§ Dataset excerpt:
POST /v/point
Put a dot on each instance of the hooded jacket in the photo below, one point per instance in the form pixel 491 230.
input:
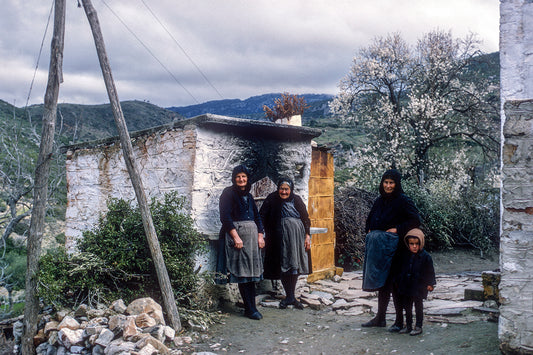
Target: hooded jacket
pixel 416 270
pixel 394 210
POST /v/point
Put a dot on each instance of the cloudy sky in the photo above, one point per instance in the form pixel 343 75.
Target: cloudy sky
pixel 175 53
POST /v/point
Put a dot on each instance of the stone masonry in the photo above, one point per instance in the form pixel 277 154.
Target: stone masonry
pixel 516 242
pixel 194 157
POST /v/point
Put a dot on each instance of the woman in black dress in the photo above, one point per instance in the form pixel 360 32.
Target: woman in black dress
pixel 241 238
pixel 288 239
pixel 392 215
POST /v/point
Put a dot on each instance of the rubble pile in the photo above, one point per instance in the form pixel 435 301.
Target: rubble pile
pixel 138 328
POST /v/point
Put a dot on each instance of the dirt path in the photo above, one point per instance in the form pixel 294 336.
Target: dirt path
pixel 324 331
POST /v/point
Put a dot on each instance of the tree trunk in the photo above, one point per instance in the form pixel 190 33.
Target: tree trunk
pixel 42 173
pixel 164 281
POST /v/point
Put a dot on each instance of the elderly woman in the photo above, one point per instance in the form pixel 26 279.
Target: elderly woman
pixel 287 227
pixel 241 238
pixel 393 214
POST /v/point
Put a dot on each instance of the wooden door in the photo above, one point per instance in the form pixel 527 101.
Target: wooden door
pixel 321 213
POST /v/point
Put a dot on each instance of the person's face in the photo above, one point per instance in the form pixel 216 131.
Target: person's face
pixel 241 179
pixel 284 191
pixel 414 245
pixel 389 185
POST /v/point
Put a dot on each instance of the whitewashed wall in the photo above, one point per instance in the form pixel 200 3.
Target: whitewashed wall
pixel 516 242
pixel 195 159
pixel 95 175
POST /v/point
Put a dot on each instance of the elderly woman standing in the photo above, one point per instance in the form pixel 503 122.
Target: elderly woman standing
pixel 288 239
pixel 393 214
pixel 241 238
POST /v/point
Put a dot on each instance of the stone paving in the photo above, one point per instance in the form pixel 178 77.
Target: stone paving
pixel 446 304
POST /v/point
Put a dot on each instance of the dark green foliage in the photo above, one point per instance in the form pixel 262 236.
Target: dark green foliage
pixel 114 260
pixel 466 219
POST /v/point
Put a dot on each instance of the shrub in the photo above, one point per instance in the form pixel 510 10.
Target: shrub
pixel 114 259
pixel 466 217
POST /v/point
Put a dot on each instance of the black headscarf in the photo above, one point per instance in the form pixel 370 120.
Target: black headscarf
pixel 395 175
pixel 241 169
pixel 287 180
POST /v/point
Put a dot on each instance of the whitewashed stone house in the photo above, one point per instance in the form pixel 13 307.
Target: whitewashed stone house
pixel 516 242
pixel 194 157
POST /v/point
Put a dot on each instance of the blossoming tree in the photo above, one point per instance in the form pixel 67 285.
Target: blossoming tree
pixel 415 100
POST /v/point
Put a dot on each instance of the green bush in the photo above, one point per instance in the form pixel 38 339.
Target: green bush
pixel 114 259
pixel 468 217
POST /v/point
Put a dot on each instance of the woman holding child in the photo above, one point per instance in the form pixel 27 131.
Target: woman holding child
pixel 393 214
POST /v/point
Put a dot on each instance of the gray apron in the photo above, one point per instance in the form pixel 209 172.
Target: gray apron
pixel 245 262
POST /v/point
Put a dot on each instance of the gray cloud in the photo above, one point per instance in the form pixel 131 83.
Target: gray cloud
pixel 244 48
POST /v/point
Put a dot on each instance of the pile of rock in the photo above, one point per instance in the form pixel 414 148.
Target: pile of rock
pixel 138 328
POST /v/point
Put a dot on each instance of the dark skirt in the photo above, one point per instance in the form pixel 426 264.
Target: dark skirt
pixel 285 252
pixel 380 247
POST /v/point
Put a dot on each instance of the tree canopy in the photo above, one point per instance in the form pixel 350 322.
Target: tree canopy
pixel 414 99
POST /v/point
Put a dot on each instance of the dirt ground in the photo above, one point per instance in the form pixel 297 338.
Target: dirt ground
pixel 308 331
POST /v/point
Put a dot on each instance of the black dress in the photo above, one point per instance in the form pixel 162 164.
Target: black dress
pixel 286 224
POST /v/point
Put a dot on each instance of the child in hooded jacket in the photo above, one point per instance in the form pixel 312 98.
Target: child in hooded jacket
pixel 415 279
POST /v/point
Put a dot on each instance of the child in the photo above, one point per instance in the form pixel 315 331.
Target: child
pixel 416 278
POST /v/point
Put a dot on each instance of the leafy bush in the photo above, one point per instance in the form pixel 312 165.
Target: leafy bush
pixel 114 259
pixel 468 217
pixel 465 217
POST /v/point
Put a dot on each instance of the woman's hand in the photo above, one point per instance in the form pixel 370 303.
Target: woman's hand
pixel 260 240
pixel 307 242
pixel 237 241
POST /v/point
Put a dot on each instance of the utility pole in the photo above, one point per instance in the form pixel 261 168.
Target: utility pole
pixel 131 164
pixel 42 173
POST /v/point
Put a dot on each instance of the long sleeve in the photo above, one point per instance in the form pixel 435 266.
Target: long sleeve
pixel 304 215
pixel 225 209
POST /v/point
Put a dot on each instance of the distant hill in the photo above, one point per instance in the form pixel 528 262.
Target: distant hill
pixel 252 107
pixel 80 123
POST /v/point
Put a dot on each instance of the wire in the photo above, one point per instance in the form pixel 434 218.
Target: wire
pixel 151 53
pixel 39 56
pixel 183 50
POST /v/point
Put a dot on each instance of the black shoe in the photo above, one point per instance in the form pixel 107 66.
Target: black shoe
pixel 283 304
pixel 416 331
pixel 374 322
pixel 405 330
pixel 255 315
pixel 297 304
pixel 395 328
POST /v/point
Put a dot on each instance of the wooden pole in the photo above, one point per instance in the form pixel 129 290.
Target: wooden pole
pixel 42 174
pixel 133 170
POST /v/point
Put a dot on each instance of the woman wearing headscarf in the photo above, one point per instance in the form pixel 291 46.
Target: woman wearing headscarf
pixel 241 238
pixel 288 238
pixel 393 214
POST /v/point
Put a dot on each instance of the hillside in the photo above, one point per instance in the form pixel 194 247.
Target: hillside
pixel 252 107
pixel 80 123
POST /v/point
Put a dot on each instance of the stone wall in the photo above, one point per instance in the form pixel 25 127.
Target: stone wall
pixel 194 157
pixel 516 243
pixel 98 173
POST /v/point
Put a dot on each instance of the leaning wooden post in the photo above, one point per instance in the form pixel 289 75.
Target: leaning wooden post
pixel 42 173
pixel 133 170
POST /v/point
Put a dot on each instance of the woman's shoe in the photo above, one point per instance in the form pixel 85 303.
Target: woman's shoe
pixel 283 304
pixel 298 304
pixel 254 315
pixel 405 330
pixel 395 328
pixel 416 331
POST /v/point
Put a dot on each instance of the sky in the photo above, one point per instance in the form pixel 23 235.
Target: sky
pixel 177 53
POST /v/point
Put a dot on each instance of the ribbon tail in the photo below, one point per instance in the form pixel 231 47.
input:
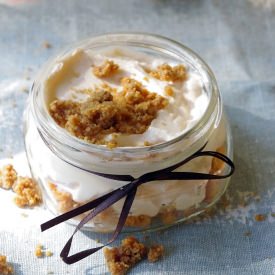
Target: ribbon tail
pixel 83 254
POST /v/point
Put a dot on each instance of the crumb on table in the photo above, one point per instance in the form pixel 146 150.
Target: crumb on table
pixel 107 69
pixel 8 176
pixel 138 221
pixel 27 192
pixel 5 268
pixel 155 253
pixel 48 253
pixel 260 217
pixel 121 259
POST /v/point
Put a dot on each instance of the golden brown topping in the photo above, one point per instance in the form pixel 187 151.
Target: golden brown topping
pixel 155 253
pixel 108 112
pixel 169 91
pixel 38 251
pixel 108 68
pixel 260 217
pixel 5 268
pixel 138 221
pixel 120 259
pixel 64 199
pixel 28 193
pixel 166 72
pixel 8 176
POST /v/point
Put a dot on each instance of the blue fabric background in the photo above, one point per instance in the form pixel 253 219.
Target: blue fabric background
pixel 237 40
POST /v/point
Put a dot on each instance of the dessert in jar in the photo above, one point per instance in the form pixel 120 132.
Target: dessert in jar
pixel 126 104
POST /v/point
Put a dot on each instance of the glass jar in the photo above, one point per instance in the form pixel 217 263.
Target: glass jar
pixel 61 163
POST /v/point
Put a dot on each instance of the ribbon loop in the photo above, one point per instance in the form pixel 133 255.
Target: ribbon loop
pixel 129 191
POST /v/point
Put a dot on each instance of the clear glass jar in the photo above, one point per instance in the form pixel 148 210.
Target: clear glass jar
pixel 61 163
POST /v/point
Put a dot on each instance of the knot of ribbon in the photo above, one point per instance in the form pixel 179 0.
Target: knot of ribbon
pixel 128 191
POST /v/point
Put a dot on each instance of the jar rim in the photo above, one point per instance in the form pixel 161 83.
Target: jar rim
pixel 138 39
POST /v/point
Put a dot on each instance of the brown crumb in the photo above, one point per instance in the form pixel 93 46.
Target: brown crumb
pixel 166 72
pixel 48 253
pixel 5 268
pixel 260 217
pixel 247 233
pixel 169 91
pixel 46 45
pixel 121 259
pixel 8 176
pixel 107 69
pixel 138 221
pixel 106 112
pixel 155 253
pixel 27 191
pixel 39 251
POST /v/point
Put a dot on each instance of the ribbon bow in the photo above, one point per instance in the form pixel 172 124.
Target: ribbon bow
pixel 129 191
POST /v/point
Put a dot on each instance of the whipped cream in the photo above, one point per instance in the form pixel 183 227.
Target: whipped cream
pixel 187 105
pixel 184 110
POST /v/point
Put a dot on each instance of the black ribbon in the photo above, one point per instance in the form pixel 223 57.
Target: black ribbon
pixel 129 191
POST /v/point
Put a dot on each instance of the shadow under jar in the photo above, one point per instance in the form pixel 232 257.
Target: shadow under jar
pixel 63 165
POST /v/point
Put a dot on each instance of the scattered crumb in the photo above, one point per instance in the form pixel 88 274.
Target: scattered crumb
pixel 121 259
pixel 25 90
pixel 24 215
pixel 46 45
pixel 5 268
pixel 39 251
pixel 146 143
pixel 107 69
pixel 166 72
pixel 138 221
pixel 247 233
pixel 28 193
pixel 155 253
pixel 106 112
pixel 48 253
pixel 260 217
pixel 8 176
pixel 169 91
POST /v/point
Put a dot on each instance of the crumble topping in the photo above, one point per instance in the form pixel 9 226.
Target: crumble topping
pixel 107 111
pixel 5 268
pixel 108 68
pixel 64 199
pixel 121 259
pixel 27 192
pixel 166 72
pixel 169 91
pixel 8 176
pixel 155 253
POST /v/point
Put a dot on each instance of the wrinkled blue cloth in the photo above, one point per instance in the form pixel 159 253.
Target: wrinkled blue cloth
pixel 237 40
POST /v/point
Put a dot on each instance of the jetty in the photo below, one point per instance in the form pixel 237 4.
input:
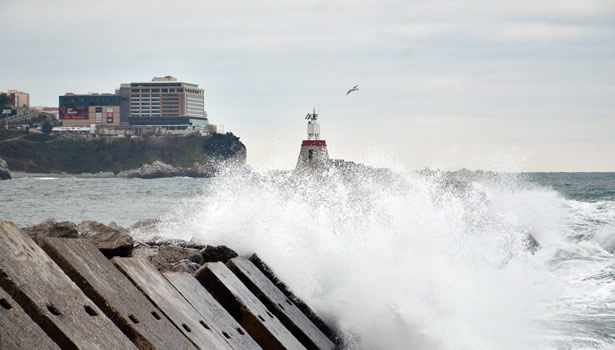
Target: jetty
pixel 63 289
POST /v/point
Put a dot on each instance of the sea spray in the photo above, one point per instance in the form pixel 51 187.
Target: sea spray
pixel 426 260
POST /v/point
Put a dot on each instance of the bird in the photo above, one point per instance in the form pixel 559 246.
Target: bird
pixel 354 88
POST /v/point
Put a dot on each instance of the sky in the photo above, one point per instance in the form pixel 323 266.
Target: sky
pixel 495 85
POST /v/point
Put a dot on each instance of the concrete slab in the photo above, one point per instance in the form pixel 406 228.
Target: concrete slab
pixel 229 291
pixel 283 308
pixel 17 330
pixel 214 315
pixel 115 295
pixel 267 271
pixel 162 294
pixel 50 298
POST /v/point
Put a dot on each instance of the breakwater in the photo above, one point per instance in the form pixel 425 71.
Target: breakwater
pixel 91 286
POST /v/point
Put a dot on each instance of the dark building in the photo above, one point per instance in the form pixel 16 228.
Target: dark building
pixel 85 110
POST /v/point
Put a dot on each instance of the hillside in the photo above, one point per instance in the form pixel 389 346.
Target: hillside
pixel 40 153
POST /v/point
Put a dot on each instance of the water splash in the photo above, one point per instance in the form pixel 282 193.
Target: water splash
pixel 426 260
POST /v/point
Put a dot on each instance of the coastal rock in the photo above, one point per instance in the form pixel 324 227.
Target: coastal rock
pixel 52 228
pixel 114 225
pixel 158 169
pixel 218 253
pixel 531 244
pixel 168 256
pixel 109 241
pixel 185 265
pixel 141 249
pixel 5 174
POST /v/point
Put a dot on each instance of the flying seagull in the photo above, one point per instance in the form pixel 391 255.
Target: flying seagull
pixel 354 88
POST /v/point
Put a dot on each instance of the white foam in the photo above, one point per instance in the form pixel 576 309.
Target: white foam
pixel 402 262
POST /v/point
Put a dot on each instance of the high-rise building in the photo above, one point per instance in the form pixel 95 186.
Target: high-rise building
pixel 163 102
pixel 85 110
pixel 163 97
pixel 19 98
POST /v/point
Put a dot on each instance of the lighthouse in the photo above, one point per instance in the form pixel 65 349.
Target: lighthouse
pixel 313 152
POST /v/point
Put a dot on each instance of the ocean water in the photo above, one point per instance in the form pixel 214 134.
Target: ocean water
pixel 428 260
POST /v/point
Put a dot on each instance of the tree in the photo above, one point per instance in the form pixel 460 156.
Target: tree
pixel 46 127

§ Exercise objective:
Identify each line in the items above that contains the word "rock", and copy those lines out.

§ Complete response:
Put a dot on each instance of the pile of rock in the photo above, one point per instance in the form pixel 414 148.
Target: pile of rock
Put a dot on each instance of the coastal rock in the photo above, one point per instance in the form pixel 324 227.
Target: coastal rock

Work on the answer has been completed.